Top of Material to process

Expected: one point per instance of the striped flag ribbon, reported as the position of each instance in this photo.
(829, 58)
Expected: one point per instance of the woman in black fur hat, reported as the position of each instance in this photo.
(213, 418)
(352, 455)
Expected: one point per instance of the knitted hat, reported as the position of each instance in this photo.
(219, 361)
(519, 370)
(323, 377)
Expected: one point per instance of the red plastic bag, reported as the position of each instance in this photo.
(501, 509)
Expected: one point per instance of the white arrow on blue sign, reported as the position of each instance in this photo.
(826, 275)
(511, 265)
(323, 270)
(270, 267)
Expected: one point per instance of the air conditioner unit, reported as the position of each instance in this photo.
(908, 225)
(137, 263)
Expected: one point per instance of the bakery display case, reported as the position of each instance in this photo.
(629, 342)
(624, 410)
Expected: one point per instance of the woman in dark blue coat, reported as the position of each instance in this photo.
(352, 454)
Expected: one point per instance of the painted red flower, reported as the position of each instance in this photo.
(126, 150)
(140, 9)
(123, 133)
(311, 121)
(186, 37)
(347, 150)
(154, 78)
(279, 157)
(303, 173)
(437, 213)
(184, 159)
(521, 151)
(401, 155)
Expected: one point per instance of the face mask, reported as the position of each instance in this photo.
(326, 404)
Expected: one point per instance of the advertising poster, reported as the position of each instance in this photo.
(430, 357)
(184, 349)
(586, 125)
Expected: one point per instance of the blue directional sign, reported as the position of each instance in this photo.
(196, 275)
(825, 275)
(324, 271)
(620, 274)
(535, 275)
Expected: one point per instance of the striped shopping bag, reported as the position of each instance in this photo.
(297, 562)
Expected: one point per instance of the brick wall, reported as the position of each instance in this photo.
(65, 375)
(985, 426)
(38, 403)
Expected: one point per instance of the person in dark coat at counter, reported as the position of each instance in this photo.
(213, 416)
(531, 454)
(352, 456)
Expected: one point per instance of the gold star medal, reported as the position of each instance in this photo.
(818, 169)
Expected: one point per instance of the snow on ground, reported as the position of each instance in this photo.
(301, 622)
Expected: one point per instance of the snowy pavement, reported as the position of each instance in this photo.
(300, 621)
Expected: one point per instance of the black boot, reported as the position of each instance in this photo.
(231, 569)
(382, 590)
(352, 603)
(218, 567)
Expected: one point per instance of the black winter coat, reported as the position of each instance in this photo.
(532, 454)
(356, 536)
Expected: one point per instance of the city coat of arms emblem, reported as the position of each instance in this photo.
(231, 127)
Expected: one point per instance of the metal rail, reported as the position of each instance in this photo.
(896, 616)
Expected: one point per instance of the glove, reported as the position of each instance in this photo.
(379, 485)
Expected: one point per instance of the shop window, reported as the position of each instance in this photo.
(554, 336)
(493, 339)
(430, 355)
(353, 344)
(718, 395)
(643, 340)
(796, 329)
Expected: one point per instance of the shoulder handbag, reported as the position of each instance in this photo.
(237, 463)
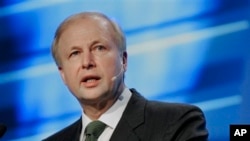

Bottom of Material to process

Your instructions ▸ What you return must match the records letter for letter, except that the pictures stay out.

Answer to this problem ▸
Expected: one point per instance of the striped flag ribbon, reported as the position of each instance in this photo.
(829, 58)
Expected: one point per instance of the woman in black fur hat, reported as the position of each instance in this photo.
(213, 418)
(352, 455)
Expected: one point per instance of the knitted hat, reported as the position of each instance in this photo.
(219, 361)
(519, 370)
(323, 377)
Expected: one point per instance of the red plastic bag, reported as the position of each instance in this photo.
(501, 509)
Expected: one point per instance of the white arrow on blue sign, reported as the position of each instance in this photo.
(826, 275)
(511, 265)
(323, 270)
(270, 267)
Expected: one point per instance of the air conditioner unit, reported as the position of each instance in this photo.
(908, 225)
(137, 263)
Expected: one point per instance of the bakery display case, reported as the position of each instance in this photo.
(629, 342)
(624, 410)
Expected: one point per instance of the woman in dark blue coat, reported as the position of each instance in this photo.
(352, 454)
Expected: one point per instance of the painted red flower, reported as the position of each instance in this photo.
(126, 150)
(140, 9)
(123, 133)
(311, 121)
(186, 37)
(347, 150)
(154, 78)
(279, 157)
(303, 173)
(437, 213)
(184, 159)
(521, 151)
(401, 155)
Expected: one point per instance of the face mask, reported as the position of each instance in this photo.
(326, 404)
Expected: one point per instance of the advertising poster, reported as the position of each instance in this photo.
(430, 357)
(184, 349)
(586, 125)
Expected: one point per instance of the blue directional sign, reported as the position of each instance in this photo.
(196, 275)
(825, 275)
(324, 271)
(620, 274)
(535, 275)
Expected: one point per instance of the striped shopping bag, reported as the position of each instance in this photo.
(297, 562)
Expected: one point per instance of the brick wall, reported as the position of each instance in this photo.
(65, 375)
(985, 426)
(38, 403)
Expected: one point per instance of the person in dark coat at counter, reported as the position of each instance in this photo.
(213, 416)
(531, 454)
(352, 456)
Expected: one point per instance of the gold star medal, reported as the position of each instance in this photo.
(818, 169)
Expected: one point per instance of the snow on ground, reported as the position of each instance in this photo.
(301, 622)
Expected: one point per instance of the snowy pavement, reported as the position of each instance in this photo.
(300, 621)
Expected: one point per instance of the black boot, reported as the position of each instance in this photo.
(231, 569)
(382, 590)
(352, 603)
(218, 567)
Expected: one point per instance of the black winter coat, reported as the position of each instance in this photo.
(532, 454)
(356, 536)
Expected: one point per instance of the city coat of arms emblem, reported as the position of each instance in this photo.
(231, 127)
Expected: one point per instance of the metal rail, reported as the position of each instance in this photo.
(896, 616)
Expected: one point per instance of the glove, reported as the position of each instance in this photo.
(379, 485)
Expected: one point per instance of the shop window, reported as the position of each instance in this photo.
(554, 336)
(493, 339)
(430, 355)
(353, 344)
(718, 395)
(643, 340)
(796, 329)
Expected: one point per instance of the shoulder handbag, reported as the position of each instance in this photo.
(237, 463)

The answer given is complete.